It’s astonishing to learn how few people know that one of the 20th century’s most influential Americans was born in Chicago. A new museum is out to change that—and turn an unassuming home on a quiet street in the Hermosa neighborhood on Chicago’s Northwest side into a bucket-list destination for Disney fans across the globe.
Walter Elias Disney was born on Dec. 5, 1901 on the second floor of the home that now stands at 2156 N. Tripp Ave (the address has changed over time). Elias Disney, Walt’s father and a carpenter, purchased the property on Oct. 31, 1891 and built a home there for his growing family. Elias, his wife Flora, and their two children, Herbert and Raymond, moved into the home in 1893. Their third son, Roy, was born soon thereafter, on June 24, 1893. Two years after Walt’s birth, Walter and Flora welcomed their fifth child, Ruth, on Dec. 6, 1903.
The extraordinary significance of this home, where the Disney family lived from 1893 until 1906 when they moved to Marceline, Missouri, cannot be understated. Three of the five children were born here, and this was the place in which the Disneys spent the most time together as a family of seven.
Preserving Walt Disney’s Birthplace for Future Generations
When Dina Benadon and Brent Young learned that the home had fallen into disrepair, they stepped in to buy it, saving this important piece of American history from potentially being lost forever. They purchased the home in 2013, committed to turning it into a museum, The Walt Disney Birthplace, and launched a painstaking renovation process, funded by a crowdfunding campaign and a significant grant by The Walt Disney Company Foundation.
Because Walt Disney was only 4 when the family moved out of the home and headed for Marceline, Missouri, the prevailing mindset has been that time spent in the house would have had minimal impact on Walt and the trajectory his future took. “It’s not like Walt would have had any formative memories of being there,” Michael Barrier, author of Walt Disney biography “The Animated Man” told the Chicago Tribune. “So people tend to think of Disney as a product of Missouri, where the family eventually moved,” Barrier said.
Not so, say Benadon and Young, and indeed, science. According to the latest research on early childhood development, a child’s brain develops more during the first five years than at any other time in life. In fact, 90% of brain development is complete by the time a child turns 5, making this a critically important period in determining a child’s ability to learn and succeed throughout their life. Far from being the least significant period in Walt Disney’s life, the time he spent in his first home was arguably the most fundamental to the man he became. Walt’s brother and business partner Roy, a bit of an unsung hero in the story of the Walt Disney Company, also spent the better part of his childhood—13 years—in the home.
Armed with this knowledge and a commitment to giving the world a chance to see where these beloved American icons got their start, Benadon and Young assembled a superstar team of experts to restore the house to the place the Disney family called home.

* **Prompt**
Reproduce word for word the part of the Walt Disney birthplace text above, beginning at the words "It’s astonishing to" and stopping after "Dec. 6, 1903.".

Image box annotation listing
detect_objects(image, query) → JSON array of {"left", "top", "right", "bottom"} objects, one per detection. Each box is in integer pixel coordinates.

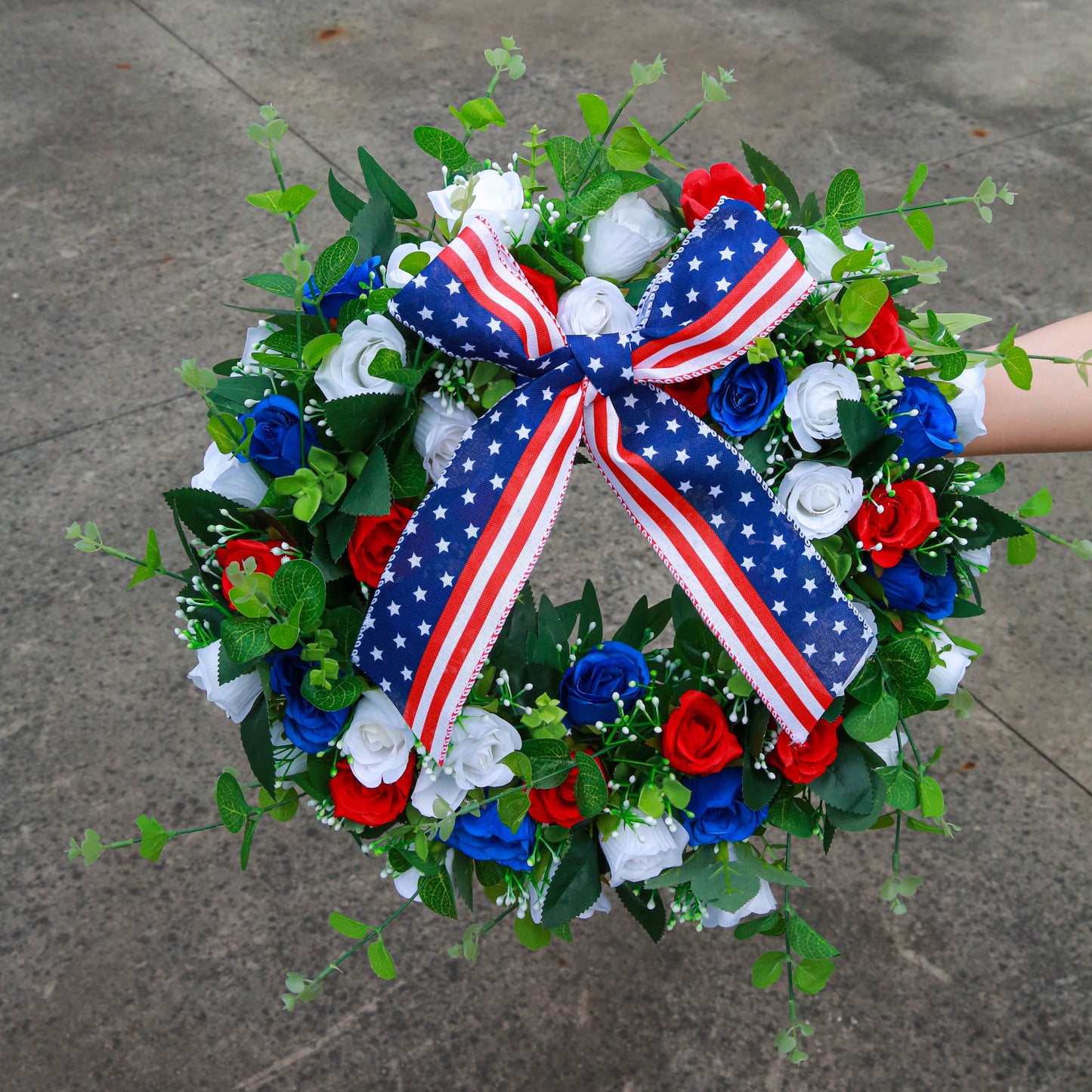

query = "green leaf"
[
  {"left": 219, "top": 617, "right": 273, "bottom": 664},
  {"left": 497, "top": 793, "right": 531, "bottom": 831},
  {"left": 824, "top": 167, "right": 865, "bottom": 228},
  {"left": 542, "top": 825, "right": 601, "bottom": 930},
  {"left": 239, "top": 694, "right": 277, "bottom": 793},
  {"left": 356, "top": 147, "right": 417, "bottom": 219},
  {"left": 137, "top": 815, "right": 170, "bottom": 861},
  {"left": 413, "top": 125, "right": 477, "bottom": 174},
  {"left": 368, "top": 937, "right": 398, "bottom": 982},
  {"left": 341, "top": 447, "right": 391, "bottom": 519},
  {"left": 216, "top": 771, "right": 250, "bottom": 834},
  {"left": 837, "top": 277, "right": 889, "bottom": 338},
  {"left": 577, "top": 94, "right": 611, "bottom": 137},
  {"left": 835, "top": 694, "right": 899, "bottom": 747},
  {"left": 243, "top": 273, "right": 296, "bottom": 299},
  {"left": 751, "top": 951, "right": 785, "bottom": 989},
  {"left": 744, "top": 142, "right": 800, "bottom": 211},
  {"left": 793, "top": 959, "right": 834, "bottom": 994},
  {"left": 273, "top": 559, "right": 326, "bottom": 633},
  {"left": 1019, "top": 489, "right": 1053, "bottom": 520},
  {"left": 837, "top": 398, "right": 883, "bottom": 459},
  {"left": 788, "top": 914, "right": 839, "bottom": 960}
]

* **Full answer**
It’s astonishing to learn how few people know that one of the 20th century’s most influential Americans was born in Chicago. A new museum is out to change that—and turn an unassuming home on a quiet street in the Hermosa neighborhood on Chicago’s Northwest side into a bucket-list destination for Disney fans across the globe.
Walter Elias Disney was born on Dec. 5, 1901 on the second floor of the home that now stands at 2156 N. Tripp Ave (the address has changed over time). Elias Disney, Walt’s father and a carpenter, purchased the property on Oct. 31, 1891 and built a home there for his growing family. Elias, his wife Flora, and their two children, Herbert and Raymond, moved into the home in 1893. Their third son, Roy, was born soon thereafter, on June 24, 1893. Two years after Walt’s birth, Walter and Flora welcomed their fifth child, Ruth, on Dec. 6, 1903.